EXTRACT TO READ:
***

Transformer VM

A standard softmax-ReGLU transformer whose weights are computed analytically that correctly simulates a WebAssembly virtual machine on arbitrary programs.

Blog posts: Can LLMs Be Computers? | Constructing the LLM Computer (coming soon)

Prerequisites

Python 3.11+
uv package manager
LLVM/Clang with wasm32 target -- needed to compile C examples to WebAssembly

OS Install

macOS brew install llvm lld (Xcode clang lacks wasm32; LLD is a separate formula)

Ubuntu/Debian sudo apt install clang lld (16+)

You can verify with clang --print-targets | grep wasm32. Alternatively, set CLANG_PATH to point to a specific clang binary.
C++17 compiler -- used to build the C++ inference engine (clang++ on macOS, g++ on Linux)

Quick Start

Install dependencies

uv sync

Run everything (one command)

uv run wasm-run

This automatically:

Compiles all C examples from examples/manifest.yaml to WASM token files
Solves the MILP schedule and constructs transformer weights
Builds the C++ inference engine
Runs all programs (~30K tok/s)

Compile and run a specific program

# Compile a C program to WASM tokens
uv run wasm-compile transformer_vm/examples/collatz.c --args 7

# Run it through the transformer
uv run wasm-run transformer_vm/data/collatz.txt

Compile all examples from the manifest

uv run wasm-compile --all

Run with the graph evaluator

The graph evaluator runs the computation graph directly with exact arithmetic -- no transformer weights needed. Useful as a correctness reference.

# Run all programs (hull attention by default)
uv run wasm-eval

# Disable hull attention (brute-force, slower)
uv run wasm-eval --nohull

# Regenerate reference files
uv run wasm-eval --regen

Force Python inference

uv run wasm-run --python

Specialize for a single program (Futamura projection)

# Bake collatz into the weights
uv run wasm-specialize transformer_vm/data/collatz.txt --save-weights=collatz.bin

# Run with the specialized model
uv run wasm-run --model collatz.bin transformer_vm/data/collatz_spec.txt

CLI Commands

Command	Description
`wasm-run`	Run programs through the transformer (C++ engine, auto-builds everything)
`wasm-eval`	Run programs through the graph evaluator (exact arithmetic, no weights)
`wasm-compile`	Compile C/WASM to token files (`--all` for manifest)

***

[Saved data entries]
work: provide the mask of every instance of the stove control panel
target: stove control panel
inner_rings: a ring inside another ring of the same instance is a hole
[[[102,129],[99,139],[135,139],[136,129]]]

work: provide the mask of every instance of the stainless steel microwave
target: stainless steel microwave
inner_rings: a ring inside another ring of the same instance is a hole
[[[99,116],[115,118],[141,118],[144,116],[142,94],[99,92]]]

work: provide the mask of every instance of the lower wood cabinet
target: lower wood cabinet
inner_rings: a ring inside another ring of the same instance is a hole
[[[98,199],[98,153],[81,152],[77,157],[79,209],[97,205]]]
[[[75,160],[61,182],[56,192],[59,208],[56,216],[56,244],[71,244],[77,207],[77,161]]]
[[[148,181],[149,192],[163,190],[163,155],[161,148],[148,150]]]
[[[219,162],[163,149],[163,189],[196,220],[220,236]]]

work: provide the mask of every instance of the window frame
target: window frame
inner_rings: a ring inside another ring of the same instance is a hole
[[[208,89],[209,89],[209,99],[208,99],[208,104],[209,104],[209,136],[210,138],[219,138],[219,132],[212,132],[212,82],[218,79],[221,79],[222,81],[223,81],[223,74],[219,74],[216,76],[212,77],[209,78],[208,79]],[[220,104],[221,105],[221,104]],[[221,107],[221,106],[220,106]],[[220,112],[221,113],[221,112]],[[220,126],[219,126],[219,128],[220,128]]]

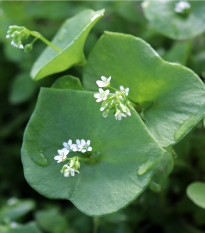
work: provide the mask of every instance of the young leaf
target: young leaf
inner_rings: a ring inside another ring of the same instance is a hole
[[[111,50],[112,48],[112,50]],[[83,86],[97,90],[96,80],[112,76],[112,86],[130,88],[129,98],[161,146],[181,140],[205,116],[205,86],[188,68],[162,60],[143,40],[106,32],[88,57]]]
[[[66,20],[52,40],[52,43],[63,51],[59,53],[51,47],[47,47],[32,68],[32,78],[39,80],[64,71],[73,65],[83,65],[85,63],[83,53],[85,40],[103,13],[104,10],[96,12],[85,10]]]
[[[196,205],[205,209],[205,183],[191,183],[187,187],[187,195]]]
[[[88,215],[103,215],[124,207],[144,191],[164,151],[134,110],[124,120],[112,116],[105,120],[93,95],[42,89],[25,131],[22,161],[26,180],[36,191],[68,199]],[[91,140],[92,152],[99,155],[81,162],[80,173],[66,178],[54,156],[63,142],[79,138]],[[41,161],[42,156],[47,163]]]
[[[179,1],[183,2],[183,1]],[[185,40],[205,31],[205,2],[187,1],[189,12],[177,12],[178,1],[146,0],[142,6],[146,18],[153,27],[172,39]]]

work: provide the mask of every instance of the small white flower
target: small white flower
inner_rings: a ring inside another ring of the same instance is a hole
[[[72,140],[69,139],[68,142],[64,142],[63,146],[68,149],[69,151],[78,151],[77,145],[72,143]]]
[[[130,109],[126,105],[120,103],[120,108],[125,114],[127,114],[128,116],[131,116]]]
[[[115,119],[120,121],[122,117],[126,117],[126,114],[122,113],[119,109],[117,109],[115,113]]]
[[[175,4],[175,12],[183,13],[184,10],[190,9],[191,5],[186,1],[180,1]]]
[[[120,90],[121,90],[121,91],[124,91],[124,92],[125,92],[125,95],[128,96],[129,90],[130,90],[130,89],[129,89],[129,87],[124,88],[123,86],[120,86]]]
[[[57,160],[57,163],[62,162],[66,159],[67,154],[69,153],[69,150],[66,148],[63,148],[61,150],[58,150],[58,155],[54,157],[55,160]]]
[[[87,140],[87,142],[84,139],[76,140],[76,144],[78,146],[78,151],[85,153],[86,151],[91,151],[92,147],[90,146],[90,140]]]
[[[105,76],[101,76],[101,80],[97,80],[96,83],[98,85],[98,87],[107,87],[110,85],[110,80],[111,80],[111,76],[109,78],[106,78]]]
[[[71,160],[72,161],[72,160]],[[68,165],[63,166],[63,173],[65,177],[69,177],[69,175],[74,176],[75,172],[80,173],[78,170],[73,169]]]
[[[109,90],[103,91],[102,88],[99,88],[99,93],[94,94],[94,97],[97,99],[96,102],[106,100],[109,93],[110,93]]]

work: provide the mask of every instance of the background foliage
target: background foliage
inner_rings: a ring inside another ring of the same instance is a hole
[[[204,81],[204,33],[183,41],[170,39],[145,18],[141,2],[0,2],[0,232],[205,232],[205,210],[186,195],[190,183],[205,181],[202,122],[177,144],[174,170],[162,190],[147,190],[115,214],[88,217],[67,201],[44,198],[26,183],[20,161],[24,128],[39,88],[50,86],[57,76],[32,81],[31,67],[45,46],[38,42],[32,53],[24,54],[5,39],[7,28],[24,25],[51,39],[66,18],[87,8],[105,8],[106,12],[86,40],[86,55],[103,31],[128,33],[146,40],[165,60],[193,69]],[[72,68],[69,73],[82,77],[82,68]],[[187,193],[195,200],[191,189]]]

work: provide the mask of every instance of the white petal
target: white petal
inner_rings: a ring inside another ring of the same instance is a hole
[[[76,140],[76,144],[80,145],[80,140],[79,139]]]
[[[100,96],[101,96],[100,93],[95,93],[95,94],[94,94],[94,97],[95,97],[95,98],[99,98]]]
[[[88,145],[88,146],[90,145],[90,140],[87,140],[87,145]]]
[[[101,79],[105,82],[107,78],[105,76],[101,76]]]
[[[106,84],[103,81],[100,81],[100,80],[96,81],[96,83],[97,83],[98,87],[106,86]]]
[[[73,166],[73,160],[70,161],[70,167],[72,167],[72,166]]]
[[[84,139],[81,139],[81,145],[84,146],[86,144]]]
[[[72,140],[71,140],[71,139],[68,140],[68,145],[69,145],[69,146],[72,145]]]
[[[102,100],[103,100],[102,98],[99,98],[99,99],[96,100],[96,102],[100,102],[100,101],[102,101]]]
[[[61,158],[60,155],[56,155],[56,156],[54,157],[55,160],[59,160],[60,158]]]
[[[125,89],[125,88],[124,88],[123,86],[120,86],[120,90],[121,90],[121,91],[124,91],[124,89]]]

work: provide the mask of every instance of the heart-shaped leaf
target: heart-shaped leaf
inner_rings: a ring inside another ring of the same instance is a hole
[[[198,76],[179,64],[162,60],[143,40],[106,32],[88,57],[83,76],[86,89],[112,76],[111,85],[130,88],[143,119],[161,146],[182,139],[205,116],[205,87]]]
[[[183,6],[183,1],[147,0],[142,6],[146,18],[158,32],[173,39],[185,40],[205,31],[205,2],[186,2],[186,5],[190,7],[188,13],[186,13],[186,7]],[[178,12],[177,8],[180,8],[182,12]]]
[[[139,196],[164,151],[133,110],[116,121],[102,118],[92,92],[42,89],[24,135],[28,183],[49,198],[69,199],[88,215],[112,213]],[[91,140],[94,160],[65,178],[54,156],[68,139]],[[140,175],[138,175],[140,174]]]
[[[205,209],[205,183],[194,182],[187,188],[188,197],[198,206]]]
[[[70,68],[73,65],[85,63],[83,47],[87,35],[94,24],[103,16],[104,10],[85,10],[65,21],[52,40],[52,43],[62,49],[57,52],[47,47],[35,62],[31,76],[39,80]]]

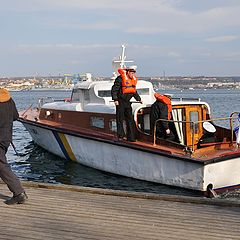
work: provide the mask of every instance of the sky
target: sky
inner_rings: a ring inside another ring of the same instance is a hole
[[[240,76],[239,0],[0,0],[0,77]]]

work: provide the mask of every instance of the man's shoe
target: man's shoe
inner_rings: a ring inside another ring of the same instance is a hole
[[[17,196],[13,196],[12,198],[5,201],[7,205],[13,204],[23,204],[27,201],[28,196],[25,192],[18,194]]]

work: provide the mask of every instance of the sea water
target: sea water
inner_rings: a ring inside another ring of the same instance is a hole
[[[202,101],[208,102],[212,118],[229,117],[232,112],[240,112],[239,89],[164,90],[161,92],[172,94],[173,97],[200,98]],[[23,91],[11,92],[11,95],[18,110],[21,111],[29,108],[32,104],[32,107],[37,107],[39,98],[63,99],[70,97],[71,92]],[[226,121],[223,125],[229,127],[229,121]],[[7,157],[12,169],[24,180],[126,191],[199,196],[194,191],[117,176],[62,159],[35,145],[20,122],[14,123],[13,142],[21,156],[17,156],[10,146]],[[240,191],[224,194],[222,197],[240,201]]]

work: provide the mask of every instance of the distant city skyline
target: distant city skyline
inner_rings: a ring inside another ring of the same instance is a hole
[[[11,0],[0,77],[111,76],[125,44],[140,76],[240,76],[239,0]]]

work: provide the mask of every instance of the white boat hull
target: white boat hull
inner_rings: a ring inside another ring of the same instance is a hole
[[[199,191],[207,191],[209,184],[213,189],[239,184],[240,159],[204,165],[198,161],[23,124],[34,142],[49,152],[102,171]]]

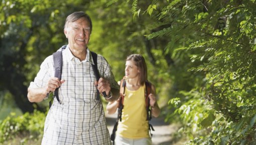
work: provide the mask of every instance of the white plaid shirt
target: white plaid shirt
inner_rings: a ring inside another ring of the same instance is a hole
[[[96,100],[96,78],[88,48],[86,58],[82,62],[68,48],[63,50],[61,78],[65,80],[59,89],[63,104],[54,98],[45,122],[42,144],[111,144],[101,101]],[[106,60],[97,56],[101,77],[109,81],[111,88],[118,88]],[[54,76],[53,56],[47,57],[30,88],[42,88]]]

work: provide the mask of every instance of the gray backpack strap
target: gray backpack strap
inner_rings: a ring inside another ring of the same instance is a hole
[[[53,54],[53,66],[54,67],[54,77],[58,78],[59,80],[61,80],[61,73],[62,72],[62,50],[67,47],[66,45],[61,47],[61,51],[57,51]],[[56,97],[58,102],[61,104],[61,102],[59,98],[59,88],[55,90],[54,93],[54,97]],[[49,108],[52,106],[52,101],[49,102]]]
[[[100,78],[99,76],[99,70],[98,70],[98,60],[97,57],[98,55],[97,54],[93,52],[91,52],[91,56],[92,56],[92,60],[93,60],[93,62],[94,64],[91,64],[91,66],[92,67],[92,70],[93,70],[93,73],[94,74],[94,76],[96,77],[96,80],[97,81],[99,81],[99,78]],[[104,97],[107,97],[106,92],[102,92],[102,94],[104,96]],[[99,90],[97,89],[97,98],[96,100],[99,100]]]

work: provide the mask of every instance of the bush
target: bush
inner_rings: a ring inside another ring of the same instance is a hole
[[[38,140],[42,138],[46,114],[35,110],[14,117],[14,113],[0,122],[0,144],[19,138],[20,144]]]

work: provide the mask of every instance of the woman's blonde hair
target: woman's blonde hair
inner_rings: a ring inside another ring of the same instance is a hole
[[[133,60],[140,70],[139,80],[141,85],[143,85],[148,80],[147,65],[145,60],[142,55],[138,54],[131,54],[127,57],[126,60]]]

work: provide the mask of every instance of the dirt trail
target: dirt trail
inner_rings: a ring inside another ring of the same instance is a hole
[[[112,115],[108,115],[106,114],[107,128],[110,134],[115,122],[116,116],[117,114]],[[170,145],[172,144],[171,134],[176,132],[177,130],[177,126],[173,125],[169,125],[165,123],[164,118],[152,118],[150,123],[155,129],[155,131],[151,132],[153,134],[152,138],[153,145]]]

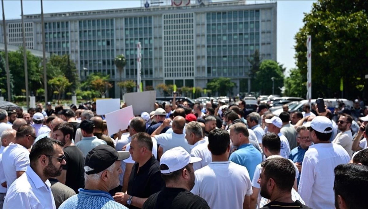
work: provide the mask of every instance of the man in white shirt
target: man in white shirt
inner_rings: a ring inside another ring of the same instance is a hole
[[[5,109],[0,109],[0,136],[5,129],[13,128],[11,125],[8,124],[8,112]]]
[[[66,163],[63,145],[61,142],[47,138],[35,144],[25,174],[8,188],[4,209],[56,209],[48,179],[61,174],[62,166]]]
[[[15,139],[17,131],[14,129],[6,129],[1,134],[1,147],[0,148],[0,208],[3,208],[4,203],[4,197],[5,196],[7,190],[6,188],[6,179],[1,159],[3,157],[3,152],[5,147],[8,146],[11,142],[13,142]]]
[[[204,199],[212,209],[248,208],[252,194],[251,180],[244,166],[229,161],[230,135],[222,129],[208,135],[212,162],[194,172],[191,191]]]
[[[312,208],[333,208],[333,169],[350,157],[342,147],[330,141],[332,123],[328,118],[317,116],[310,125],[309,138],[314,144],[304,155],[298,192]]]
[[[185,138],[190,147],[190,156],[200,158],[201,161],[193,163],[194,171],[208,165],[212,161],[212,155],[207,147],[208,141],[203,138],[202,128],[199,123],[192,121],[187,125]]]
[[[8,188],[25,172],[29,165],[29,152],[36,136],[35,129],[24,125],[18,129],[14,143],[10,143],[3,152],[2,162]]]
[[[160,145],[158,149],[158,157],[166,151],[177,147],[181,147],[188,152],[190,152],[190,145],[185,139],[185,134],[183,133],[183,130],[186,121],[185,118],[181,116],[177,116],[173,120],[173,130],[171,134],[164,133],[160,134],[161,131],[165,127],[170,125],[171,119],[165,119],[162,123],[151,135],[157,141],[157,143]]]
[[[280,118],[277,116],[272,117],[271,119],[266,119],[265,120],[266,126],[268,128],[268,131],[270,133],[275,133],[280,137],[281,142],[281,149],[280,155],[284,158],[288,159],[290,155],[290,146],[289,141],[280,132],[282,127],[282,121]]]
[[[350,158],[353,156],[353,135],[350,127],[353,122],[353,117],[346,114],[340,115],[337,121],[337,128],[341,132],[337,134],[333,143],[339,144],[347,152]]]

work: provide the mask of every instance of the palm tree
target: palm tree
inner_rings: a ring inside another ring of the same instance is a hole
[[[116,66],[116,68],[117,68],[118,70],[119,71],[119,74],[120,76],[119,81],[120,82],[121,82],[123,70],[124,68],[124,67],[127,64],[127,60],[125,58],[125,56],[124,56],[124,55],[122,54],[121,54],[118,55],[115,57],[114,62],[115,63],[115,66]],[[121,90],[120,91],[120,98],[121,98]]]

***

WORK ORDER 1:
Using the Transformer VM page, decide whether each statement below agrees with it. Answer yes or no for each, and quote the words from the page that settle it.
(a) The graph evaluator needs transformer weights to run.
(b) On macOS, the clang that ships with Xcode can target wasm32.
(c) Running wasm-eval with --nohull is slower.
WORK ORDER 2:
Write the next part of the Transformer VM page, starting right after its last line.

EXERCISE RESULT 1:
(a) No: "no transformer weights needed"
(b) No: "Xcode clang lacks wasm32"
(c) Yes: "Disable hull attention (brute-force, slower)"

EXERCISE RESULT 2:
`wasm-build`	Build universal transformer weights explicitly
`wasm-specialize`	Bake a program into transformer weights (Futamura projection)
`wasm-reference`	Generate reference token traces by executing WASM directly

Key Concepts

Computation Graph

The core abstraction (transformer_vm/graph/core.py) defines five primitive types that compose into a DAG:

InputDimension -- token embedding values (set per-token)
ReGLUDimension -- ReLU(b) * a, the gated FFN unit
PersistDimension -- materializes an expression into a residual slot
LookUpDimension -- attention-based retrieval from token history
CumSumDimension -- cumulative sum via attention averaging

From these primitives, two helper functions build all conditional logic:

reglu(a, b) = ReLU(b) * a (one FFN neuron)
stepglu(a, b) = a * step(b >= 0) (two FFN neurons + persist)

WASM Machine

transformer_vm/wasm/interpreter.py encodes 35 WebAssembly opcodes entirely through the computation graph using byte-level arithmetic with carry propagation. The machine state (stack, memory, locals, cursor, call depth) is tracked via attention lookups and cumulative sums.

Two Execution Modes

Universal interpreter -- the program bytecode is part of the input token sequence. Instruction-fetch attention heads look up opcodes from the program prefix. Any WASM program can be run without rebuilding the model.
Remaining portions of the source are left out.